Entries shown:

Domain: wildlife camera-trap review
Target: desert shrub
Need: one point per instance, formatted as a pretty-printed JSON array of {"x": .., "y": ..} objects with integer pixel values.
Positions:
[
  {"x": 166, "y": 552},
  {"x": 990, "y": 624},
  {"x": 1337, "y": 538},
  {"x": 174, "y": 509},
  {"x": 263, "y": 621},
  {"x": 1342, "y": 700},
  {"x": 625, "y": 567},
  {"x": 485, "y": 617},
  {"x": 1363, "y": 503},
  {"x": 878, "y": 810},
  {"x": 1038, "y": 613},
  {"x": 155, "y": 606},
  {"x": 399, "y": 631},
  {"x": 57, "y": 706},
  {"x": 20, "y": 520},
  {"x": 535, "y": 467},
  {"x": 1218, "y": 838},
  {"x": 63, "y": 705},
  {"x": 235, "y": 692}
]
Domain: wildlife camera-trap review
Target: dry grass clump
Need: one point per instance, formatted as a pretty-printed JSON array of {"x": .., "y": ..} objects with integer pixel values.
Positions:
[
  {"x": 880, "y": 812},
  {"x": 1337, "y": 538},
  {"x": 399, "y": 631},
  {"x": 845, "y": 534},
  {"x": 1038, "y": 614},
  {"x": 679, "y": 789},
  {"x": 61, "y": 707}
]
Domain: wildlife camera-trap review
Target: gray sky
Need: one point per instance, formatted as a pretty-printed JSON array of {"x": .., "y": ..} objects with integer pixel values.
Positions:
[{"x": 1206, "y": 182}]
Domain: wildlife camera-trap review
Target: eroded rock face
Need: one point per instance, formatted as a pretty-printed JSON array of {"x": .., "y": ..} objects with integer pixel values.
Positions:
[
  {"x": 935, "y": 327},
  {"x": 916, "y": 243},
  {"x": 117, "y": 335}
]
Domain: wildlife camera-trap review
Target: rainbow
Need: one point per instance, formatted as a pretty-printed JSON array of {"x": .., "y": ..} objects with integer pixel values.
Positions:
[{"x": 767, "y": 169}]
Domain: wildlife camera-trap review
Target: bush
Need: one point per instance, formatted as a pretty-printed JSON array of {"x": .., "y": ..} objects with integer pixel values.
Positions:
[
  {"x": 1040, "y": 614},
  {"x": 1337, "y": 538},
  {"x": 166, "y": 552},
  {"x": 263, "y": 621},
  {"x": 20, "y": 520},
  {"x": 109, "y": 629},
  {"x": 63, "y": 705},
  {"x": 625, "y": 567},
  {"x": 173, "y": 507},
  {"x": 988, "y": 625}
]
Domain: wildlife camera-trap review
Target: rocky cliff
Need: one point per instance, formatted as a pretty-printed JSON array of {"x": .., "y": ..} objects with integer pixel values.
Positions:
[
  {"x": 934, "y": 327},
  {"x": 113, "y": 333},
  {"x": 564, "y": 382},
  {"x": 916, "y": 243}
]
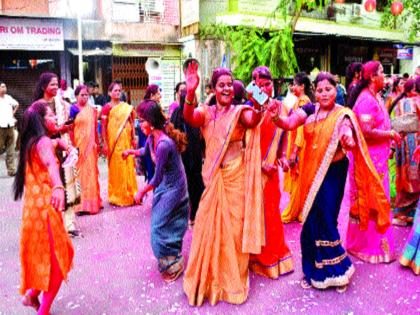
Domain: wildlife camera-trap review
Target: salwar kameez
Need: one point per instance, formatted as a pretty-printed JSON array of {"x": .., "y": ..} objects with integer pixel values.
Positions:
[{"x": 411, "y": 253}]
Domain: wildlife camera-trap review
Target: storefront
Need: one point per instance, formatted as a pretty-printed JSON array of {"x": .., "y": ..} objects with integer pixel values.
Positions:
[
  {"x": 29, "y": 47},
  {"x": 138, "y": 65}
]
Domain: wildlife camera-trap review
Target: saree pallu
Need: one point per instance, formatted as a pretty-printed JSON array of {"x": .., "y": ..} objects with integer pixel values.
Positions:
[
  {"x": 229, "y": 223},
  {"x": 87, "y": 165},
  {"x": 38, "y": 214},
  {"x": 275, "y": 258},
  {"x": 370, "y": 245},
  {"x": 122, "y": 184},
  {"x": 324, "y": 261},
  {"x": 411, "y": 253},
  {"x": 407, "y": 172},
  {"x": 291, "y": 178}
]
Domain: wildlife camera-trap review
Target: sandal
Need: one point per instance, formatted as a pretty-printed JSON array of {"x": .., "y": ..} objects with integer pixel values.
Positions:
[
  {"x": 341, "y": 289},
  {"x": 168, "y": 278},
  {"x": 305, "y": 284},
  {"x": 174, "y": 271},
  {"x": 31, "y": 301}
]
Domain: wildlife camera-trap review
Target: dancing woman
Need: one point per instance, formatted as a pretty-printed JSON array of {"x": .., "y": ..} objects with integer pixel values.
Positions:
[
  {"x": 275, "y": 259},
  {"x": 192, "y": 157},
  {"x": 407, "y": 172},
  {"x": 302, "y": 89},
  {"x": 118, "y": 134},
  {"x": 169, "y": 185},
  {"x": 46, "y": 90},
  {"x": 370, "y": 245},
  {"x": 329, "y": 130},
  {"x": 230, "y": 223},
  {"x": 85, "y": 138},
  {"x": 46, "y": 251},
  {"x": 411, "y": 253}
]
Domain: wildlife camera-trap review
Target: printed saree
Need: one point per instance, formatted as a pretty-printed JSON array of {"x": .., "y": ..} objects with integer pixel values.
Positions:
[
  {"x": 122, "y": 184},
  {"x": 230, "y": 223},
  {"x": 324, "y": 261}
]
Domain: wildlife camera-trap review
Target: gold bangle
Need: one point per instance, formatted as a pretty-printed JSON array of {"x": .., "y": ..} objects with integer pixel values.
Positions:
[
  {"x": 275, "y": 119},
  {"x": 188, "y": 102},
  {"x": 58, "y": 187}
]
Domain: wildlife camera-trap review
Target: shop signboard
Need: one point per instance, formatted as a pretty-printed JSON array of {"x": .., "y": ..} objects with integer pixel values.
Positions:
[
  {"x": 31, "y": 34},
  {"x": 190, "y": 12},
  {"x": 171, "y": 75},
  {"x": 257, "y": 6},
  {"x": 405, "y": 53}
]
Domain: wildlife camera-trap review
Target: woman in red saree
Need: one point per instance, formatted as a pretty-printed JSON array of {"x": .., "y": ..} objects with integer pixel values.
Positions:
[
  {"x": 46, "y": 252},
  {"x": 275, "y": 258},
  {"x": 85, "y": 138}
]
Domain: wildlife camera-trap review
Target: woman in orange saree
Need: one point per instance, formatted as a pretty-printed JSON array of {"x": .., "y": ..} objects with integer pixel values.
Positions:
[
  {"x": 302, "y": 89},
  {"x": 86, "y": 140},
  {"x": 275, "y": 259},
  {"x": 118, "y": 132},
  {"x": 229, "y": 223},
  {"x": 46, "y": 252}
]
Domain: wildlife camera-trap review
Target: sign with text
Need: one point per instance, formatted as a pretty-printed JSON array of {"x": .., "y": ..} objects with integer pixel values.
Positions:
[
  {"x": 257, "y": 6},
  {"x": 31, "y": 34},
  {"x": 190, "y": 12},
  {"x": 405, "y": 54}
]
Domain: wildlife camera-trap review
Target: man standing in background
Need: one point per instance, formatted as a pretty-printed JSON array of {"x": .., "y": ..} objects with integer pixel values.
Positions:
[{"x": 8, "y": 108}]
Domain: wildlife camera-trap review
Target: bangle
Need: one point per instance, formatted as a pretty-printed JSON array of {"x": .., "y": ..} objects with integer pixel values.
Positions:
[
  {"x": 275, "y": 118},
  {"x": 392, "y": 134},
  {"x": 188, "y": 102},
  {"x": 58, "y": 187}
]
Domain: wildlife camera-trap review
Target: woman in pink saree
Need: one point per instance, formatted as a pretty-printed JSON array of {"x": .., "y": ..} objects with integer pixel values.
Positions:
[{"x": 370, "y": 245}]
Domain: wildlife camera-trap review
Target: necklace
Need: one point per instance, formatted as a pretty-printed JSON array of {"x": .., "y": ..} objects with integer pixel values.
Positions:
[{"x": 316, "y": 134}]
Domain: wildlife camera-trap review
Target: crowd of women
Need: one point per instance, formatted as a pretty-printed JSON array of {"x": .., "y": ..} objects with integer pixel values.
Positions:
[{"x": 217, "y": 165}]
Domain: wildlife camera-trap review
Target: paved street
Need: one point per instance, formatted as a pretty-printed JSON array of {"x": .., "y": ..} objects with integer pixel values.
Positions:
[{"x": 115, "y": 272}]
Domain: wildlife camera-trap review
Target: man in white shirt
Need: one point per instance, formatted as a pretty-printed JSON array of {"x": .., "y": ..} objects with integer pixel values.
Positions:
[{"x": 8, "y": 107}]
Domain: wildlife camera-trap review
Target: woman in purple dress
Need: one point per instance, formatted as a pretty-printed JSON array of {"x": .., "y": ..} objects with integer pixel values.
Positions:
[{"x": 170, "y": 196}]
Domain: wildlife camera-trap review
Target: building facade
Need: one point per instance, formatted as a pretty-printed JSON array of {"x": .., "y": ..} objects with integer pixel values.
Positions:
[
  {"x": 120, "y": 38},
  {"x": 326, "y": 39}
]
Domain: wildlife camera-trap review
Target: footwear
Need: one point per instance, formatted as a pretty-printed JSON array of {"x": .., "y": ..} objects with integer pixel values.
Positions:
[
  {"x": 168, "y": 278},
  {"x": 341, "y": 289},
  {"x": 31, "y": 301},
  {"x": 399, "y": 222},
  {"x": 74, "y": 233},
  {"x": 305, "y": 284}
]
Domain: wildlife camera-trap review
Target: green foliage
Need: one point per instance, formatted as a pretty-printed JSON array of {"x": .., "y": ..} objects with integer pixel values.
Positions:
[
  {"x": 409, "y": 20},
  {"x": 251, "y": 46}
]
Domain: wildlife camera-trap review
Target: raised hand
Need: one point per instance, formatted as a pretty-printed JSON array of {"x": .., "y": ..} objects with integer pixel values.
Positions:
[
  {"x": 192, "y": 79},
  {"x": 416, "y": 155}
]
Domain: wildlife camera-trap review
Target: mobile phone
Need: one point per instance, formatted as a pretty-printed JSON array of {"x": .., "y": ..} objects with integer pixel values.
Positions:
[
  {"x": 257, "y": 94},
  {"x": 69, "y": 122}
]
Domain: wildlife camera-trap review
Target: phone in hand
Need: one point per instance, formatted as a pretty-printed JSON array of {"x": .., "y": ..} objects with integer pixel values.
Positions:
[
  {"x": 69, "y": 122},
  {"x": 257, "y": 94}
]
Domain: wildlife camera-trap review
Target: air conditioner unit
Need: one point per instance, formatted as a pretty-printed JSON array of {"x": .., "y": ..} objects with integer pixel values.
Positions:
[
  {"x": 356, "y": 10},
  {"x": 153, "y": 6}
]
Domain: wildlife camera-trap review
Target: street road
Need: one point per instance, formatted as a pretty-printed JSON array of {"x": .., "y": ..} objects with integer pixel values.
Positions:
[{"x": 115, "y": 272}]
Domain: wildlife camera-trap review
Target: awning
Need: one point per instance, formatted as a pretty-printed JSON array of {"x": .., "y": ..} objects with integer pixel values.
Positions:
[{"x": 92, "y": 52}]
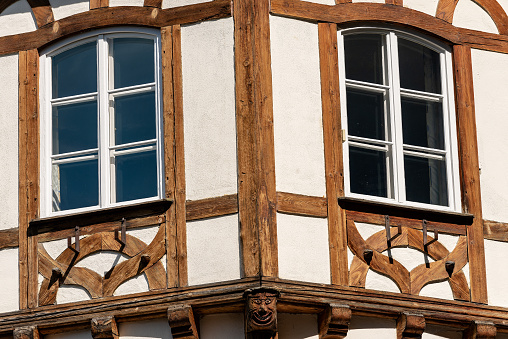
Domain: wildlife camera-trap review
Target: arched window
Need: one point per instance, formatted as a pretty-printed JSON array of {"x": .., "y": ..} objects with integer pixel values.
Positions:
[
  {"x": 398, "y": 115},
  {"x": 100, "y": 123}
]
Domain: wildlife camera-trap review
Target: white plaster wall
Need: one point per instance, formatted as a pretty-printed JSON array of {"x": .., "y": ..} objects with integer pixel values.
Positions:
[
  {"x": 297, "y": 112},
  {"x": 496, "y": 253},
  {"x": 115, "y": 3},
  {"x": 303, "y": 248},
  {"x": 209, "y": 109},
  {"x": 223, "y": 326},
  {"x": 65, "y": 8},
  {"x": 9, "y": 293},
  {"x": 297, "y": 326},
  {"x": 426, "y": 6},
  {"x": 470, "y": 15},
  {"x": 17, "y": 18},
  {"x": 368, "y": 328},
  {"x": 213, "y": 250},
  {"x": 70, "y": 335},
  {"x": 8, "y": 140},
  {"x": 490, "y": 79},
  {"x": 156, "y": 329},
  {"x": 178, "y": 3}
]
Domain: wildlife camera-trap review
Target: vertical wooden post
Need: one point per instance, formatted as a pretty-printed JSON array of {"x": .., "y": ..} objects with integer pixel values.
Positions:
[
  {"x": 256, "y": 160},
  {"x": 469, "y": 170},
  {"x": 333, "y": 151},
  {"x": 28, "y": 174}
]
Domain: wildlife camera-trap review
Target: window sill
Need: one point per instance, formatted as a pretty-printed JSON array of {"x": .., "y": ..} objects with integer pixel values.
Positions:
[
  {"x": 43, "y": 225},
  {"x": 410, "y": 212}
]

Task to carry out: Locate each line of the material above that contains the string "woman", matching case exactly, and copy those lines out in full.

Correct response:
Target: dancing woman
Target: woman in red saree
Target: woman in orange saree
Target: woman in pink saree
Target: woman in purple dress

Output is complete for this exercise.